# Инструкции к упражнению:
1. Чем является книга Кэрол Эни, если верить рецензии?
2. Перепишите из рецензии без изменений всё от слов «КЭРОЛ ЭНИ. Борис» и вниз до слов «читателя библиографической экзотикой.» включительно.

ЗАРУБЕЖНАЯ КНИГА О РОССИИ
Опубликовано в журнале Новый Мир, номер 6, 1995
ЗАРУБЕЖНАЯ КНИГА О РОССИИ
*
Carol Any. Boris Eikhenbaum: Voices of a Russian formalist. Stanford (California), Stanford Univ. Press. 1994. 281 p.
КЭРОЛ ЭНИ. Борис Эйхенбаум: Голоса русского формалиста.
Книга американской исследовательницы — первая научная биография выдающегося отечественного филолога, наследие которого все еще издано у нас совершенно недостаточно. В частности, ряд важных для науки ранних работ Эйхенбаума по теории новеллы, о комическом в искусстве, ярких статей и рецензий 20 — 40-х годов остаются для современного читателя библиографической экзотикой.
Не удивимся, если в скором времени именно западные исследователи напишут историю русской филологической науки нашего столетия, идеями которой, без преувеличения, питаются зарубежные искусствознание, литературоведение и история культуры.

# Данные:
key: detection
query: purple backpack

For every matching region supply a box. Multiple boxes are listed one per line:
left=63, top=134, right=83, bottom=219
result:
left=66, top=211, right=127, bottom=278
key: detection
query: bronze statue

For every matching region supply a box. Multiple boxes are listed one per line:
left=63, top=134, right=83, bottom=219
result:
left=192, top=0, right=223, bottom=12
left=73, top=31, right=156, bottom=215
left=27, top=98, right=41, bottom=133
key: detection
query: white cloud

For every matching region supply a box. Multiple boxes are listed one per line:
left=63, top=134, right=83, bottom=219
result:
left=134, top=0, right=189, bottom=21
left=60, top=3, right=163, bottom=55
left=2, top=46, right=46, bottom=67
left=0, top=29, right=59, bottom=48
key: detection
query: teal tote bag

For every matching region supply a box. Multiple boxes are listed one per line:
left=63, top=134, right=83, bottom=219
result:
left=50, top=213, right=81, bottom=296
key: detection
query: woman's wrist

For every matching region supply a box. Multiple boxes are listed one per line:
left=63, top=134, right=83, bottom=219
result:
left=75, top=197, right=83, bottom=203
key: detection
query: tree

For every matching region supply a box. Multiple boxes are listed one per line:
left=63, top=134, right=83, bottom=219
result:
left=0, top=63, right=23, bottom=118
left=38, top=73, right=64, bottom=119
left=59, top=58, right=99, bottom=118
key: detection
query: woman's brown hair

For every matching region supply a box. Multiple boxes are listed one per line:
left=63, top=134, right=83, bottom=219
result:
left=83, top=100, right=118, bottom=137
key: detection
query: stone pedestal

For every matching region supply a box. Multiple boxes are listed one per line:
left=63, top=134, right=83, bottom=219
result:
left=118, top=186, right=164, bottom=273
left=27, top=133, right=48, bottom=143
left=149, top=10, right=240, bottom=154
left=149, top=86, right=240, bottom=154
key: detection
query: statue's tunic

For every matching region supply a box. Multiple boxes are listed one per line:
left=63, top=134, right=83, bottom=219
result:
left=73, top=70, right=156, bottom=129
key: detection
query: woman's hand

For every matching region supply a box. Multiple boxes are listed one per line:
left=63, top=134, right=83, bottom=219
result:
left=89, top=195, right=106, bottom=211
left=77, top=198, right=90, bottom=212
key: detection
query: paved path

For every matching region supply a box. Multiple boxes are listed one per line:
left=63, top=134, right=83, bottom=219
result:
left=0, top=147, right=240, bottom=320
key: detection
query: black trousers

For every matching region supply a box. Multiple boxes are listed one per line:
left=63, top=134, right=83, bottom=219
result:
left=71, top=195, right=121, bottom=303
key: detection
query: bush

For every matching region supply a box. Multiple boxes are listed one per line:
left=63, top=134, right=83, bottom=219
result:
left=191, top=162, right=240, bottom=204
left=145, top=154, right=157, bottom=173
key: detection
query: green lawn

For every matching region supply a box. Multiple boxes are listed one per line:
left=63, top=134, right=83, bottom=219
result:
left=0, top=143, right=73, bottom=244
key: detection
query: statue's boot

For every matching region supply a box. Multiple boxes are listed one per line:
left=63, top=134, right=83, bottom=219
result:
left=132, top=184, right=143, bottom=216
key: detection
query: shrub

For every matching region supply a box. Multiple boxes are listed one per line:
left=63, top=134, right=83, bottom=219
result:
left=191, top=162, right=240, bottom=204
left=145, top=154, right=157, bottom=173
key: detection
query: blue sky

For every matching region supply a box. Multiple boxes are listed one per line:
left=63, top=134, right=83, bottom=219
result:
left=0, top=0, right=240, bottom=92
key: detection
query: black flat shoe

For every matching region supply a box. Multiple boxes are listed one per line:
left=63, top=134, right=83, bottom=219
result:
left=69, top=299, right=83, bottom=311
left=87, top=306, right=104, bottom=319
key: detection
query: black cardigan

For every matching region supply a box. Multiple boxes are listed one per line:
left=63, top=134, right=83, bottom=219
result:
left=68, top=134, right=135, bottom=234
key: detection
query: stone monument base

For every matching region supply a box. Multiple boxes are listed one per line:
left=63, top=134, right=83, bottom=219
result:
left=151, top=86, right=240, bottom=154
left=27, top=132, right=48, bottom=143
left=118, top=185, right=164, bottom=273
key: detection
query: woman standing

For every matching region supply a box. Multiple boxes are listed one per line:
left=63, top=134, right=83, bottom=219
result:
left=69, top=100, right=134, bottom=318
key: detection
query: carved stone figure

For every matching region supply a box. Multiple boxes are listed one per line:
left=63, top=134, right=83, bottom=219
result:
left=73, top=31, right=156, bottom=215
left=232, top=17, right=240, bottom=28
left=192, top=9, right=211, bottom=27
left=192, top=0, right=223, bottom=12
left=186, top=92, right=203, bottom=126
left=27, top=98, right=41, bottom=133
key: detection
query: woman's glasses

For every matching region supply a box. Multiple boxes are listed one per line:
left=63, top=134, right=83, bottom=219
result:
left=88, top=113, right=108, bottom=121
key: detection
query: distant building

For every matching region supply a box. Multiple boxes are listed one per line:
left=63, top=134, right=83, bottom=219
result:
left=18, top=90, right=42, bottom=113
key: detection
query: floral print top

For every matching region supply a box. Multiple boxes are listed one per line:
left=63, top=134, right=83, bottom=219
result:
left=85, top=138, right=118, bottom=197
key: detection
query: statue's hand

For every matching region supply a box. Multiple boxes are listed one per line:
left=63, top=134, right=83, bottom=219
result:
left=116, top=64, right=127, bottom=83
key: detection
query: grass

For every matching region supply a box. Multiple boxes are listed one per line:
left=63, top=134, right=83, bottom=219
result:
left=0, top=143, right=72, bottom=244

# Ответы к заданиям:
1. Это первая научная биография Бориса Эйхенбаума.

2.
КЭРОЛ ЭНИ. Борис Эйхенбаум: Голоса русского формалиста.
Книга американской исследовательницы — первая научная биография выдающегося отечественного филолога, наследие которого все еще издано у нас совершенно недостаточно. В частности, ряд важных для науки ранних работ Эйхенбаума по теории новеллы, о комическом в искусстве, ярких статей и рецензий 20 — 40-х годов остаются для современного читателя библиографической экзотикой.